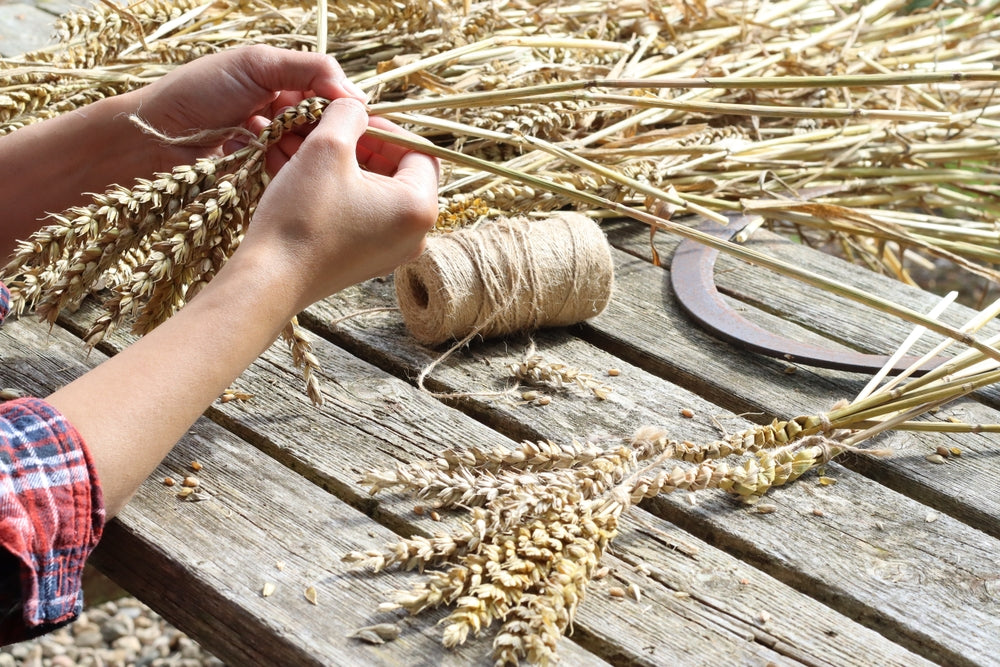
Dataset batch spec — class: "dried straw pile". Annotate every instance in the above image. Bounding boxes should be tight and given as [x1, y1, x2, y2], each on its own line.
[3, 0, 1000, 664]
[4, 0, 1000, 308]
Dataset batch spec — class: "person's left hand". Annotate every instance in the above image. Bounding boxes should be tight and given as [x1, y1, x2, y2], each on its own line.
[130, 44, 365, 170]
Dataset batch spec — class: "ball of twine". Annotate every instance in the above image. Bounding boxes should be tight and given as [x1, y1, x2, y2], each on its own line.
[394, 212, 614, 346]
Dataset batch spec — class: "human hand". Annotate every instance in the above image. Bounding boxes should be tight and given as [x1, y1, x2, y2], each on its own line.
[232, 97, 440, 312]
[131, 44, 365, 170]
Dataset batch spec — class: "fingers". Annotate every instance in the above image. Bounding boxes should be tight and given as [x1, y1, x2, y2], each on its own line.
[267, 134, 305, 176]
[393, 147, 441, 202]
[357, 117, 440, 191]
[357, 116, 424, 171]
[230, 99, 366, 177]
[236, 96, 438, 209]
[230, 45, 366, 104]
[301, 97, 370, 169]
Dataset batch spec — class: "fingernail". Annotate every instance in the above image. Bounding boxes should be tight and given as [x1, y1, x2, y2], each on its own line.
[341, 77, 367, 101]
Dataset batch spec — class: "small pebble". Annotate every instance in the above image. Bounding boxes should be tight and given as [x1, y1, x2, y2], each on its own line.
[607, 368, 621, 377]
[1, 597, 223, 667]
[681, 408, 695, 418]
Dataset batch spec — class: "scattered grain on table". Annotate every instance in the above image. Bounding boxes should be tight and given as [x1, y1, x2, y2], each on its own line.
[349, 623, 400, 644]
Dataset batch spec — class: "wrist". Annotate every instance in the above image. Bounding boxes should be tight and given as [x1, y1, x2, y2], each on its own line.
[204, 244, 313, 324]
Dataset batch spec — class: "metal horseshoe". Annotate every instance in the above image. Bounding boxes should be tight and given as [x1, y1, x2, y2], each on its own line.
[669, 215, 947, 376]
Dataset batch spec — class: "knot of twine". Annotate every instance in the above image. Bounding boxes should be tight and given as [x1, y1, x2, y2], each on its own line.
[394, 212, 614, 346]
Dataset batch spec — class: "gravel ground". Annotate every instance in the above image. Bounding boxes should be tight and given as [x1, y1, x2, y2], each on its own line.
[0, 597, 225, 667]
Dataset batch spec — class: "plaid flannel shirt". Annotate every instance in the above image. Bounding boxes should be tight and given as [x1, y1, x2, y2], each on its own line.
[0, 282, 105, 644]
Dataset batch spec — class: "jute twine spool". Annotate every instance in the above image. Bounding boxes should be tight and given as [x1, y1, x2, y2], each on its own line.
[394, 212, 614, 346]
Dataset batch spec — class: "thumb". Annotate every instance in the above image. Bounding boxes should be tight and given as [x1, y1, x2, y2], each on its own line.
[300, 97, 370, 168]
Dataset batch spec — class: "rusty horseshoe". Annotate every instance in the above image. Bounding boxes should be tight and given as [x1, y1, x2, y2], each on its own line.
[669, 215, 947, 376]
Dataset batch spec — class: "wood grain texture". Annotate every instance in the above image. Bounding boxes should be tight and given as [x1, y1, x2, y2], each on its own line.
[52, 300, 929, 666]
[2, 313, 604, 666]
[303, 280, 999, 666]
[601, 220, 1000, 541]
[12, 212, 995, 666]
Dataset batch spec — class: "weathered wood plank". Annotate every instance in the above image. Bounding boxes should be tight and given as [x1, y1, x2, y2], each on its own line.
[0, 313, 607, 666]
[597, 221, 1000, 541]
[609, 217, 1000, 395]
[301, 278, 1000, 667]
[170, 338, 945, 667]
[0, 3, 58, 57]
[54, 302, 932, 667]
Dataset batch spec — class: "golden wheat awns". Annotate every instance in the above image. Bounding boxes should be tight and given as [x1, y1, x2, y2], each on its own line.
[372, 89, 951, 123]
[849, 420, 1000, 433]
[365, 122, 1000, 369]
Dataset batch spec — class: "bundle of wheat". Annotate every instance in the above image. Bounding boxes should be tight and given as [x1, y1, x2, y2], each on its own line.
[4, 0, 1000, 302]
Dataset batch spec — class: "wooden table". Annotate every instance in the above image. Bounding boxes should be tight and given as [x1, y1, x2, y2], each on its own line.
[1, 211, 998, 665]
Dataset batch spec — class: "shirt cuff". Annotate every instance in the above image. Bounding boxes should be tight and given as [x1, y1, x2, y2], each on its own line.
[0, 396, 105, 640]
[0, 281, 10, 325]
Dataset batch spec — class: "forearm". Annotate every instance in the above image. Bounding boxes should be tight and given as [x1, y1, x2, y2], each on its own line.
[0, 92, 168, 260]
[45, 250, 304, 517]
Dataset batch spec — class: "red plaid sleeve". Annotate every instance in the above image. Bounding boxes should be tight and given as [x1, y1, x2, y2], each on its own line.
[0, 279, 106, 644]
[0, 397, 105, 644]
[0, 281, 9, 323]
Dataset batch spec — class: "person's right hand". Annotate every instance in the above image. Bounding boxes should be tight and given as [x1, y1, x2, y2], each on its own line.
[233, 96, 440, 312]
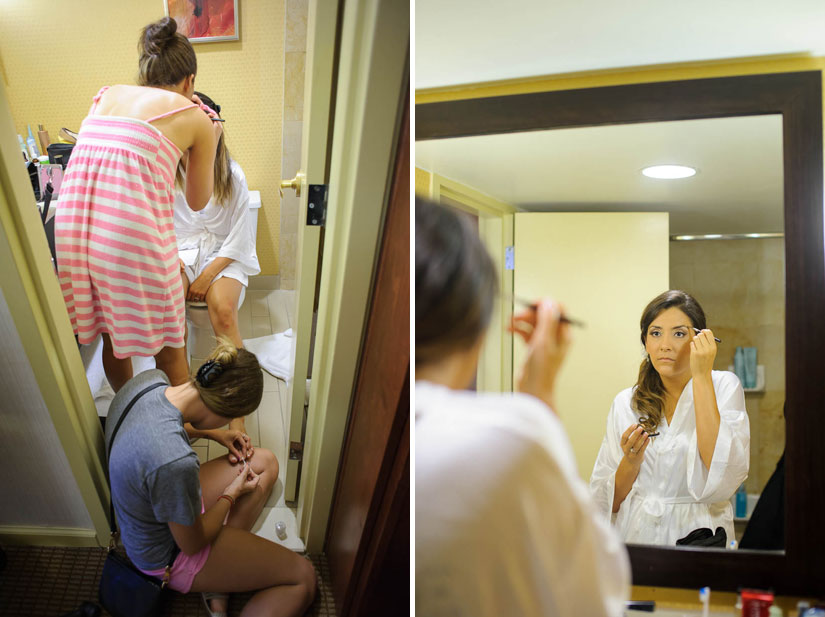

━━━

#### [Problem to solve]
All entries, top to bottom, should be retyped exactly; the pictures should not be.

#### [Written solution]
Dataset batch spec — class: "dried straw pile". Annotate every instance in the above image. Bounding boxes should be tight and given as [x1, y1, x2, y2], each on its own line.
[3, 0, 1000, 664]
[4, 0, 1000, 308]
Dataset batch spec — class: "person's left hand". Annotate every instance in the above image. Bounding boxes should be tight and given as [x1, y1, x2, y2], each on its own line.
[130, 44, 365, 170]
Dataset batch spec — class: "ball of twine". Annotate every instance in the above image. Bounding boxes should be tight and given as [x1, y1, x2, y2], each on its own line.
[394, 212, 614, 346]
Dataset batch spec — class: "human hand". Annotate every instance in the above image. Bounding boxes should be tight and given as [x1, y1, x2, y2], each on its own line.
[232, 97, 440, 312]
[131, 44, 365, 170]
Dataset batch spec — class: "fingers". Annotate every instance in the above image. Bounding boxes should be tight and given as [x1, y1, x2, y2], each on its own line.
[267, 134, 305, 176]
[393, 147, 441, 202]
[357, 117, 440, 191]
[357, 116, 424, 171]
[230, 99, 366, 177]
[236, 96, 438, 209]
[230, 45, 366, 104]
[301, 97, 370, 169]
Dataset batch spec — class: "fingernail". Annotate every instance in the above image. Bounding boxes should be tight and given as [x1, y1, x2, y2], each on its own line.
[341, 77, 367, 101]
Dataset batch spec — class: "small pebble". Annotate every instance in the above image. Bounding boxes should be tight and given as [x1, y1, x2, y2], each on its own line.
[607, 368, 621, 377]
[1, 597, 223, 667]
[681, 408, 695, 418]
Dataset batch spec — class: "scattered grain on table". Annotate every instance in the above image. Bounding boxes should be tight and given as [x1, y1, x2, y2], each on its own line.
[349, 623, 400, 644]
Dataset batch spec — class: "wrist". Annotate every instance in the above image. Bounding boxes should be tight and given as [x1, y1, x2, y2], each on its own line.
[204, 244, 313, 324]
Dataset batch spec — class: "metal horseshoe". Annotate every instance in the above image. Bounding boxes should be tight and given as [x1, y1, x2, y2], each on its own line.
[669, 215, 947, 376]
Dataset batch spec — class: "knot of twine". Annotate every instance in the above image. Bounding boxes should be tight and given as [x1, y1, x2, y2], each on its own line.
[394, 212, 614, 346]
Dataset batch spec — class: "gravel ground". Annotate every instance in the above image. Bounding boxes should be tight and given as [x1, y1, x2, y2], each on its own line.
[0, 597, 225, 667]
Dataset batch spec — class: "plaid flannel shirt". Annotate every instance in the above image. Bounding boxes should be tight and given as [x1, y1, x2, y2], each on its own line.
[0, 282, 105, 644]
Dataset batch spec — class: "jute twine spool". Annotate every instance in the above image. Bounding boxes should be tight and given as [x1, y1, x2, y2], each on its own line.
[394, 212, 614, 346]
Dataset batch spec — class: "thumb". Annotate every instance in the above image. Bounding boxes should be tight and given as [x1, y1, x2, y2], each on its own line.
[300, 97, 370, 168]
Dataset batch spec — class: "rusty horseshoe". Annotate every instance in the above image. Bounding boxes should be tight and given as [x1, y1, x2, y2], each on its own line.
[669, 215, 947, 376]
Dataset batch spec — class: "wood grain texture". Annotate every instance in the above image. Bounding boxes should be tight and given as [x1, y1, x2, y2], each on its own line.
[52, 300, 929, 666]
[2, 313, 604, 666]
[303, 280, 999, 666]
[601, 220, 1000, 541]
[12, 212, 995, 666]
Dataset batch spec — class: "weathered wood plank". Annotate every instance in the above image. Bounding boxes should be tight and given as [x1, y1, x2, y2], each on its own line.
[0, 313, 607, 666]
[597, 221, 1000, 541]
[609, 217, 1000, 395]
[301, 278, 1000, 667]
[170, 338, 945, 667]
[0, 3, 58, 57]
[54, 302, 932, 667]
Dataset batch spec — class: "golden wheat awns". Annotate every instance in the above image. Bounding boxes should be tight and given as [x1, y1, x2, y2], each on its own line.
[372, 89, 951, 123]
[849, 420, 1000, 433]
[365, 122, 1000, 369]
Dataset batch spec — class: "bundle of wheat". Annotate every instance in the above image. Bounding boxes should be tight and given as [x1, y1, x2, y2], each on its own line.
[4, 0, 1000, 302]
Dataset batch spec — class: "wooden table". Annotate every instance in the above image. Bounding boxes should be tight and given as [x1, y1, x2, y2], each on its own line.
[1, 211, 998, 665]
Dataset batch spec — class: "shirt cuff". Annotate every instance in the above image. Bounding boxes should be tight and given as [x1, y1, x2, y2], each on its own line.
[0, 396, 105, 640]
[0, 281, 10, 325]
Dataset batch spec — class: "forearm". Annotate every instance in the above image. Bounding boxes should be tight and given as [x1, y1, x2, y2], each on its own line.
[0, 92, 168, 260]
[45, 250, 304, 517]
Dataset batch spec — class: "red plaid sleeve". Annotate every instance in the above image. Bounding boxes should be tight and given as [x1, y1, x2, y2], each on its own line.
[0, 279, 106, 644]
[0, 397, 105, 644]
[0, 281, 9, 323]
Dataset batch spec — class: "person's right hand". Annotate every instance in the above image. Bounding boxes should be tight and given as [x1, y1, x2, y2], each on its own line.
[233, 96, 440, 312]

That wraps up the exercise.